● What you should do: Transcribe the passage of the Yemen aid appeal text starting at "A Saudi-led coalition" and ending at "basic health care.", matching every word and punctuation mark.

Start of Passage shown

United Nations: The United Nations said on Tuesday its humanitarian aid appeal for $1.8 billion for Yemen was only 16 per cent funded and some 7.6 million people were on the verge of famine in the war-torn impoverished Arabian Peninsula state.

A Saudi-led coalition began a military campaign in Yemen in March last year with the aim of preventing Iran-allied Al Houthi rebels and forces loyal to Yemen’s former president Ali Abdullah Saleh from taking control of the country.

John Ging, the director of UN humanitarian operations who just returned from Yemen, told a news conference that there has been “a shocking fall off” in support from the donor community over the last few months for the millions of Yemenis who need food, clean water and basic health care.

More than 6,200 people have been killed in the conflict, half of them civilians. Ging told reporters in New York that more than 10 million people rely on international support for basic medical services.

“Over the past couple of months we have seen a shocking fall off in terms of donor funding for basic humanitarian support,” Ging said. “We’re only asking for the minimum that is required to keep people alive in these awful circumstances.” Ging, who has just returned from a visit to Yemen, said donors to the Yemen appeal in 2016 included the United States, Britain, the European Commission and Japan. He said people in Yemen felt they had been abandoned by the world.

Yemen relies almost solely on imports, but the conflict has slowed to a trickle commercial shipments to the impoverished country where 80 per cent of people need humanitarian aid.

“The nutrition situation in Yemen is also very acute,” Ging said. “From January to April this year, over 56,000 children were found to be suffering from severe acute malnutrition.”

End of Passage shown
Start of Information given

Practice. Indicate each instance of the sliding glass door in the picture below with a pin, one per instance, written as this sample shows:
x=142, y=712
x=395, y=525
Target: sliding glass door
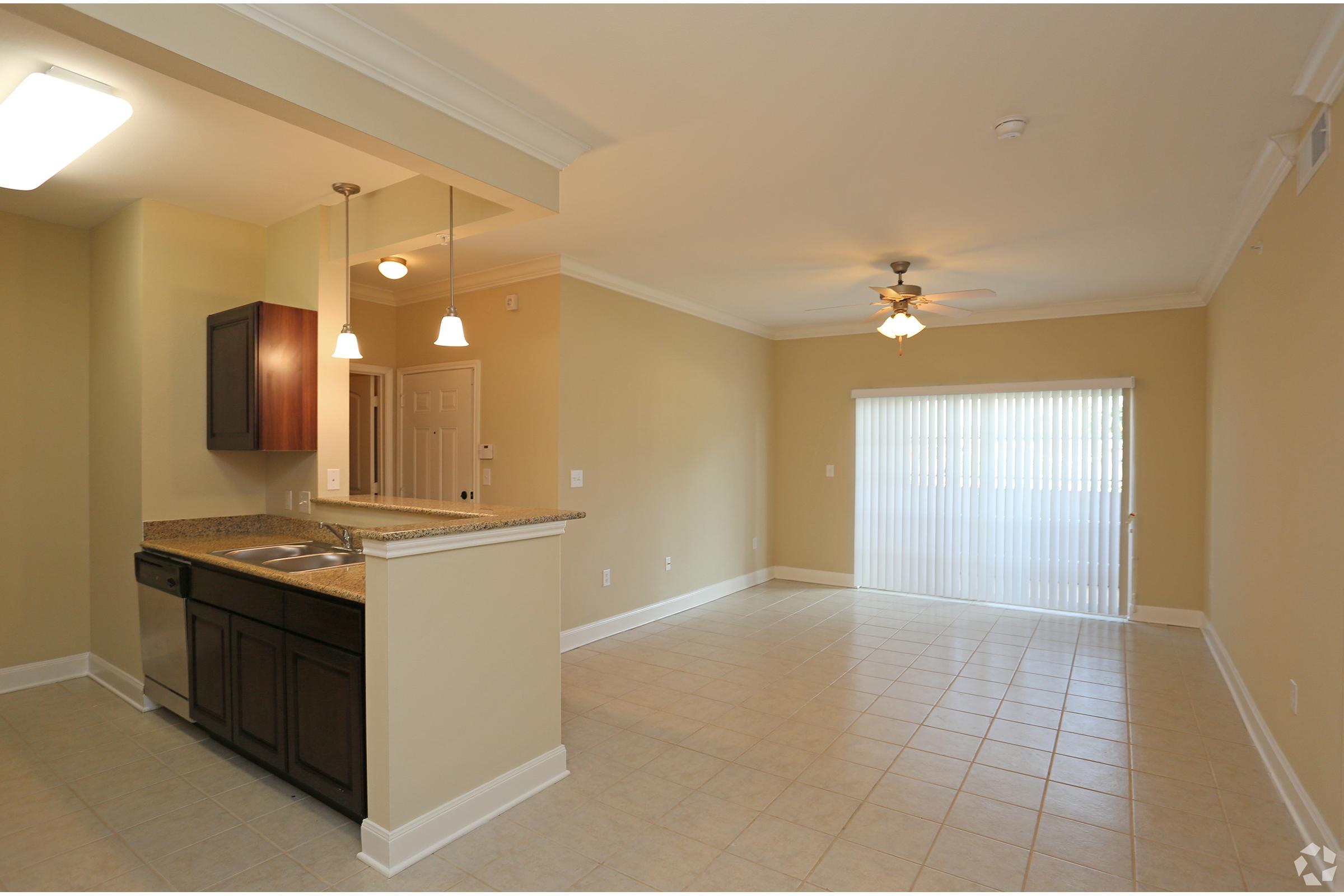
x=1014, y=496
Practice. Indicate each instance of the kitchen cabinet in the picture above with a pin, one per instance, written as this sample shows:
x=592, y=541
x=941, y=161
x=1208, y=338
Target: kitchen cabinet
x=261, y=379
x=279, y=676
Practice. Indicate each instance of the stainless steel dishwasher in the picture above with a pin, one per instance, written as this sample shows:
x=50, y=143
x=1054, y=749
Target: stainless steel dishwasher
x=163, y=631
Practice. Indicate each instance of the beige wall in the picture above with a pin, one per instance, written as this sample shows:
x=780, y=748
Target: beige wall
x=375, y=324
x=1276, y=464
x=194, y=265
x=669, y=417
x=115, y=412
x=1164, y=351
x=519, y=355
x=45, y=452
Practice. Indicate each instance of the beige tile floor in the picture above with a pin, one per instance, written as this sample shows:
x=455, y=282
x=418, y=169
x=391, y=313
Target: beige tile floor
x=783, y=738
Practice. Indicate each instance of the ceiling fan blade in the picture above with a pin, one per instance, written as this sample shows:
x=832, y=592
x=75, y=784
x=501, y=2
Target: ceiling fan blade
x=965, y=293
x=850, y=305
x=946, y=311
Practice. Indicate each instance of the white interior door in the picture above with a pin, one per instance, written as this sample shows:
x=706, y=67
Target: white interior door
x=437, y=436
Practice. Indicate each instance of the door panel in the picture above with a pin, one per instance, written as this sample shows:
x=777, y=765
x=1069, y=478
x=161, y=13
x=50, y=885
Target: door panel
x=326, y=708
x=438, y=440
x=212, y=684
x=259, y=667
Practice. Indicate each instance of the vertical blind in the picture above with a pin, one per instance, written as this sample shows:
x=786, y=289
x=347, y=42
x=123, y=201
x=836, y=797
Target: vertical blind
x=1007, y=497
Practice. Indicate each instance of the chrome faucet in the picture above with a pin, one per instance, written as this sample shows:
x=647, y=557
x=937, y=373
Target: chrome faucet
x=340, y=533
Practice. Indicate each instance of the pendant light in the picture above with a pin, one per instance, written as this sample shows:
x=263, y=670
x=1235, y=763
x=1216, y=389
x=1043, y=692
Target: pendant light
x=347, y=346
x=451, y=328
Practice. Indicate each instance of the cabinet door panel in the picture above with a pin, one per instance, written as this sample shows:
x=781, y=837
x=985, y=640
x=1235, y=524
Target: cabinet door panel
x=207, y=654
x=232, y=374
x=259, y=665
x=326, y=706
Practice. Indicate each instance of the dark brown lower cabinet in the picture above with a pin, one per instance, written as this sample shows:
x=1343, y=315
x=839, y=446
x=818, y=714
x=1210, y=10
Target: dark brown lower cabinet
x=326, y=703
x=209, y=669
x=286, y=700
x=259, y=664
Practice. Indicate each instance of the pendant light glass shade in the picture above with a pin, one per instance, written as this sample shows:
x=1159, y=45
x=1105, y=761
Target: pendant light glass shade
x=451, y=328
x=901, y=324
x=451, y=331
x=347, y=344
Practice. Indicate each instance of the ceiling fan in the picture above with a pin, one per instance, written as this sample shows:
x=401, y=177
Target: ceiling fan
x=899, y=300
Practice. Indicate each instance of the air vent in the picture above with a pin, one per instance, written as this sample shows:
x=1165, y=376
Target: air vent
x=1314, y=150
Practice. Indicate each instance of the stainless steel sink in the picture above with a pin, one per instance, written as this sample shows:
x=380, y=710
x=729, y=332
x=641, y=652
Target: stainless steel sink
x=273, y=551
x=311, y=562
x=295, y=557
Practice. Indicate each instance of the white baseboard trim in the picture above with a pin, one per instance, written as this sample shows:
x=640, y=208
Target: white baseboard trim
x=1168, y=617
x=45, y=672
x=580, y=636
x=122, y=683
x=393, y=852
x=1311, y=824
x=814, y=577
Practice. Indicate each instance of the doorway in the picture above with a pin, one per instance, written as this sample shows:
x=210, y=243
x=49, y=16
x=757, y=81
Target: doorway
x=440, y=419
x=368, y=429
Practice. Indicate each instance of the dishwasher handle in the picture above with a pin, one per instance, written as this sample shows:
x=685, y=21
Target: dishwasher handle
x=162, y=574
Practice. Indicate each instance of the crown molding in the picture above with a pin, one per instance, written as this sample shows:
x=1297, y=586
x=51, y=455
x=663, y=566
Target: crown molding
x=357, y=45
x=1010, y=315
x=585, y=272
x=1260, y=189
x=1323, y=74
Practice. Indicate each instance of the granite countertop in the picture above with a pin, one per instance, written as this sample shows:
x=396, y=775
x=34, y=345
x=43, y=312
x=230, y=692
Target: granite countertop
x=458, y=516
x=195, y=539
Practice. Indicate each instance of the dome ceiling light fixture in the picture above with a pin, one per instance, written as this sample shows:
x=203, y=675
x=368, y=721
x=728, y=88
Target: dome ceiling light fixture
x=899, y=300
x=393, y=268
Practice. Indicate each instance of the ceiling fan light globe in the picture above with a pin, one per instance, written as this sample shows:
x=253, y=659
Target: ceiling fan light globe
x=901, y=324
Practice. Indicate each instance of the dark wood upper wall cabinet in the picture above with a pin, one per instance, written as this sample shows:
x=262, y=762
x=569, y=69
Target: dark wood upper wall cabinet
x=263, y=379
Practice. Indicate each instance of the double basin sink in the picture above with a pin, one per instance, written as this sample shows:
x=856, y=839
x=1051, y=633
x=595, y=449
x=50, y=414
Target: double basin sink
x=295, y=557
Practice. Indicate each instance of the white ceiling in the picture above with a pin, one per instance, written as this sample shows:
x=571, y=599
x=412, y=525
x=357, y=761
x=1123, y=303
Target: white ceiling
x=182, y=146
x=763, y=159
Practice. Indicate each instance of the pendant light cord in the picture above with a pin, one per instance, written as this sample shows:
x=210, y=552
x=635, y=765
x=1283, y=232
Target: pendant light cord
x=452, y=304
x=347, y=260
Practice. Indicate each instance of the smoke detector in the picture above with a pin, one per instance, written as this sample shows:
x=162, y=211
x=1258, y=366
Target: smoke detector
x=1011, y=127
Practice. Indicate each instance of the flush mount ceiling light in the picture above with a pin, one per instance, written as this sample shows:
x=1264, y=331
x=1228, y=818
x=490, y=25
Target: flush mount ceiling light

End of Information given

● Expected output:
A Saudi-led coalition began a military campaign in Yemen in March last year with the aim of preventing Iran-allied Al Houthi rebels and forces loyal to Yemen’s former president Ali Abdullah Saleh from taking control of the country.

John Ging, the director of UN humanitarian operations who just returned from Yemen, told a news conference that there has been “a shocking fall off” in support from the donor community over the last few months for the millions of Yemenis who need food, clean water and basic health care.